▸ **Given problem**
Rewrite the material from the line containing "form: point(209, 194)." through the end of the material, replacing "innermost" with "central" and leaving everything else unchanged.

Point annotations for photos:
:::
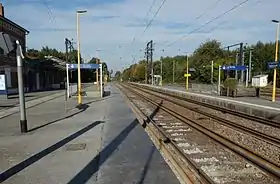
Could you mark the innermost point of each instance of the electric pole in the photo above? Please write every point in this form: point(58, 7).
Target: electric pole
point(149, 57)
point(68, 45)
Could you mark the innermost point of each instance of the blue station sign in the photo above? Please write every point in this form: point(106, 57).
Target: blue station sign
point(273, 64)
point(84, 66)
point(234, 67)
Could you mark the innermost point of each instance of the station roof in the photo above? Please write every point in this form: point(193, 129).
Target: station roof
point(49, 62)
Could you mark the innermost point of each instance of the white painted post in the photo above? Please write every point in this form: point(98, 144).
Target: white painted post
point(67, 80)
point(101, 81)
point(247, 76)
point(219, 81)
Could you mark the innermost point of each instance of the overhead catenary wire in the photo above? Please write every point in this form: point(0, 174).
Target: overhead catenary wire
point(210, 21)
point(151, 21)
point(201, 15)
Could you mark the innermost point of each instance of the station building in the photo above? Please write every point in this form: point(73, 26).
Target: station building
point(38, 75)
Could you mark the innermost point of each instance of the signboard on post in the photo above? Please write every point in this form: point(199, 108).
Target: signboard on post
point(84, 66)
point(234, 67)
point(3, 83)
point(272, 65)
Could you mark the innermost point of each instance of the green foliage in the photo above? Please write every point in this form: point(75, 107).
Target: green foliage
point(46, 51)
point(200, 60)
point(230, 83)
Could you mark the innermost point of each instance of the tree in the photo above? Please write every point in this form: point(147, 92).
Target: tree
point(118, 75)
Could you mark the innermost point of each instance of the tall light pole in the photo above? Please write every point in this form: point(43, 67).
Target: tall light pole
point(97, 62)
point(161, 74)
point(276, 60)
point(78, 12)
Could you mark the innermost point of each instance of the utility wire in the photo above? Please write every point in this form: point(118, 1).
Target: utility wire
point(210, 21)
point(50, 13)
point(150, 9)
point(151, 21)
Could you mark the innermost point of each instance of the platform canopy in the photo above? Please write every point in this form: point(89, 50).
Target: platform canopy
point(83, 66)
point(49, 62)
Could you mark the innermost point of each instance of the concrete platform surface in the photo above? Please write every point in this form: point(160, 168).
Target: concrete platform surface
point(99, 142)
point(13, 100)
point(248, 100)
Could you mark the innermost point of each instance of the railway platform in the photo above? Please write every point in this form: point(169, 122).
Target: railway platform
point(99, 142)
point(250, 105)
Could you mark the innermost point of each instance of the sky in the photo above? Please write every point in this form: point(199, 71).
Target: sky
point(115, 30)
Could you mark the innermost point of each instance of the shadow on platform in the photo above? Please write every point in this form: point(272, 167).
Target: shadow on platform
point(16, 96)
point(106, 93)
point(82, 108)
point(93, 166)
point(31, 160)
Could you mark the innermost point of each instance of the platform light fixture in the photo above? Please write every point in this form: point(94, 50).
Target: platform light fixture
point(78, 12)
point(276, 60)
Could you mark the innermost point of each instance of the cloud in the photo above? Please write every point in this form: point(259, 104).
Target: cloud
point(111, 25)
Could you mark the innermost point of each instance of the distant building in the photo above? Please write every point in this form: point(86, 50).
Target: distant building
point(9, 33)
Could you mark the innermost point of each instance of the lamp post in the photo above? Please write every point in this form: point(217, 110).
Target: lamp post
point(78, 12)
point(161, 74)
point(97, 62)
point(276, 60)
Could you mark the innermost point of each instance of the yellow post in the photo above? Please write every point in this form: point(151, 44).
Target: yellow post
point(79, 61)
point(187, 79)
point(276, 60)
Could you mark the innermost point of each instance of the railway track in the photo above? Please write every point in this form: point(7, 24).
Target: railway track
point(177, 132)
point(256, 133)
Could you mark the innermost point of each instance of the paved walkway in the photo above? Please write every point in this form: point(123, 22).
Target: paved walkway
point(13, 100)
point(252, 100)
point(99, 142)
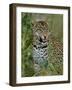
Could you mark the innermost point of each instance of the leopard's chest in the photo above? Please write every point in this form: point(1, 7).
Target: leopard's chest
point(40, 54)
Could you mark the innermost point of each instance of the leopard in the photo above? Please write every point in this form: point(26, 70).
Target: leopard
point(40, 45)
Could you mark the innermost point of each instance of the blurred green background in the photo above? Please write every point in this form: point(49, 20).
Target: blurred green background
point(55, 46)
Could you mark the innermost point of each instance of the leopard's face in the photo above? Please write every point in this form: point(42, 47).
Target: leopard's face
point(40, 31)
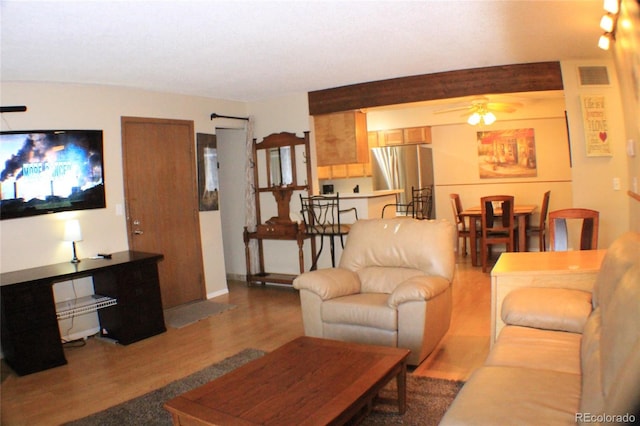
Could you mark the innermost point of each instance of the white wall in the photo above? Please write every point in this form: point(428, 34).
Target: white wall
point(231, 156)
point(36, 241)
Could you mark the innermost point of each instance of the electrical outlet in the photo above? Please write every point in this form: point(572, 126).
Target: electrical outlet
point(616, 184)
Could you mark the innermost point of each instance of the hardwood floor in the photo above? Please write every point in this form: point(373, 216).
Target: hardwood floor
point(99, 374)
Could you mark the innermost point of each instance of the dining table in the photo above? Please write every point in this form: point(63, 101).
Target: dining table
point(522, 213)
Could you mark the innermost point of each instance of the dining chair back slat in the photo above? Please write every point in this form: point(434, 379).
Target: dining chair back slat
point(496, 231)
point(559, 229)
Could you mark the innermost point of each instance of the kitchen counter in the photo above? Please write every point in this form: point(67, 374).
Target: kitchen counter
point(369, 204)
point(374, 194)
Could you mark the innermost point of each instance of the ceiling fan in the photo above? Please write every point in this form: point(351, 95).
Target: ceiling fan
point(481, 108)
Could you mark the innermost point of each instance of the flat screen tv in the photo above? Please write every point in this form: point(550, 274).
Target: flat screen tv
point(49, 171)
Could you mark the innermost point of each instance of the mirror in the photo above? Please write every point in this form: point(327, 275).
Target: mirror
point(280, 166)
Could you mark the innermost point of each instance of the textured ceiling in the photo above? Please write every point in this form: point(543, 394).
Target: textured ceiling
point(253, 50)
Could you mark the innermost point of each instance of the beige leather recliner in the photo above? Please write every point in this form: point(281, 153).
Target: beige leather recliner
point(392, 287)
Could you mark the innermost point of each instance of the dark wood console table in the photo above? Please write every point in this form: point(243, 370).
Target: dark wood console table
point(127, 299)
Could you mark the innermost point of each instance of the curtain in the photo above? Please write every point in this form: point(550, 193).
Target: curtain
point(249, 198)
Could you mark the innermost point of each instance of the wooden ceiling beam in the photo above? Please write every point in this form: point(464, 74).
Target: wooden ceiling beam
point(532, 77)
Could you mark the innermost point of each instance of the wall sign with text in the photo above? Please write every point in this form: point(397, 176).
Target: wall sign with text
point(596, 131)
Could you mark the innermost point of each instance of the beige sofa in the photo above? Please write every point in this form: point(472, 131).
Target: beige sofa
point(392, 287)
point(564, 356)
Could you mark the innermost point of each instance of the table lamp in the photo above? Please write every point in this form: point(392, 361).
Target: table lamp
point(73, 233)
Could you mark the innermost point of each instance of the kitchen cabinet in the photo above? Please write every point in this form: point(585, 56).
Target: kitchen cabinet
point(341, 138)
point(407, 135)
point(420, 134)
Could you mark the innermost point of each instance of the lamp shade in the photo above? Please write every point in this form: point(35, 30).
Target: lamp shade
point(489, 118)
point(474, 119)
point(72, 231)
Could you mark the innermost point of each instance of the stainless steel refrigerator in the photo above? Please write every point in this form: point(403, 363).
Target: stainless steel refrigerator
point(403, 167)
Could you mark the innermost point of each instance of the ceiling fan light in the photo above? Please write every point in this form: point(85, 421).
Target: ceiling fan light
point(604, 42)
point(474, 119)
point(606, 23)
point(489, 118)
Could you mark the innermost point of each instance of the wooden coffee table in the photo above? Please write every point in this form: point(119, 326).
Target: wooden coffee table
point(308, 381)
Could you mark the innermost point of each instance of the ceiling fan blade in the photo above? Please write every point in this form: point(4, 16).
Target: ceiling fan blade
point(503, 106)
point(463, 108)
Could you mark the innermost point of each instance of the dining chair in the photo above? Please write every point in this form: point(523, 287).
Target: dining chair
point(558, 229)
point(461, 226)
point(420, 206)
point(321, 216)
point(497, 224)
point(422, 202)
point(540, 230)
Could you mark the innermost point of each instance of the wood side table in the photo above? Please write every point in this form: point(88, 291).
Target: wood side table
point(560, 269)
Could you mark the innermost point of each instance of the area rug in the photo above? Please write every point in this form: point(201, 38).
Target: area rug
point(183, 315)
point(427, 399)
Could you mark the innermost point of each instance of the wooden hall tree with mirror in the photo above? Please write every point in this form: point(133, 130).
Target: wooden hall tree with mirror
point(278, 152)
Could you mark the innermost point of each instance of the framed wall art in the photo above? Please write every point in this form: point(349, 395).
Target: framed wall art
point(596, 132)
point(507, 153)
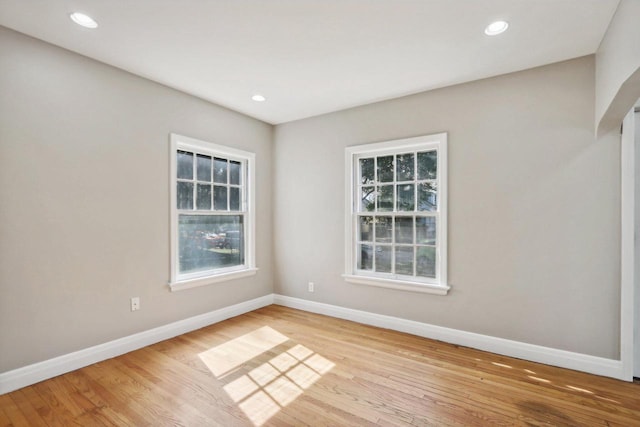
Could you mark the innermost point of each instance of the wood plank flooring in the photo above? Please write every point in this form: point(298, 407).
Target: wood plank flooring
point(282, 367)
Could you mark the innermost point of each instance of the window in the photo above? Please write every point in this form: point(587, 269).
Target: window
point(396, 214)
point(212, 222)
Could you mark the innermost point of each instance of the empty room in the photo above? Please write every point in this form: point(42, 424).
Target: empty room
point(319, 212)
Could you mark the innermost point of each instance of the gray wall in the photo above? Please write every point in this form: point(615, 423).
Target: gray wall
point(84, 201)
point(533, 208)
point(618, 67)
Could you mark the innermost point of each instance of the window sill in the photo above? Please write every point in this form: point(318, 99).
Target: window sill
point(203, 281)
point(402, 285)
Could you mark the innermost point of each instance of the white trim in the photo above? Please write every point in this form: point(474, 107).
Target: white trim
point(181, 142)
point(437, 142)
point(426, 288)
point(223, 277)
point(627, 243)
point(31, 374)
point(535, 353)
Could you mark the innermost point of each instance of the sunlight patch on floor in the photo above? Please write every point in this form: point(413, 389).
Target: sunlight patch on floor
point(225, 357)
point(264, 390)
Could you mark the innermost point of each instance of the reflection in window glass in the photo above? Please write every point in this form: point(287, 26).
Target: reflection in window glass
point(405, 167)
point(405, 197)
point(427, 196)
point(404, 260)
point(404, 230)
point(367, 199)
point(203, 197)
point(426, 230)
point(397, 210)
point(234, 172)
point(385, 198)
point(220, 171)
point(219, 198)
point(365, 260)
point(367, 171)
point(185, 165)
point(426, 261)
point(384, 229)
point(208, 242)
point(385, 169)
point(427, 165)
point(234, 199)
point(204, 168)
point(383, 259)
point(366, 228)
point(185, 195)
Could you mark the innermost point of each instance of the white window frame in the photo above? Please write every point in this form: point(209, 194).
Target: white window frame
point(438, 285)
point(190, 280)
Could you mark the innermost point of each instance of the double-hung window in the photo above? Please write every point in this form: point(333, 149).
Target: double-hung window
point(396, 214)
point(212, 220)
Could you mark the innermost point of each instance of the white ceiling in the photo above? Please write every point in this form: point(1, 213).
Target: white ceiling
point(310, 57)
:::
▸ **Worked answer**
Could you mark the central point of each instance of the white window frame in the photo above? Please write every point in this form: point(209, 194).
Target: white window frame
point(438, 285)
point(190, 280)
Could you mark the central point of each instance of the double-hung window in the photo above? Please write every point in this form: point(333, 149).
Target: double-hung window
point(396, 214)
point(212, 220)
Could you mark the central point of each instance of the white ceiling in the photo above? Please write every point in this form: point(1, 213).
Target: white ceiling
point(310, 57)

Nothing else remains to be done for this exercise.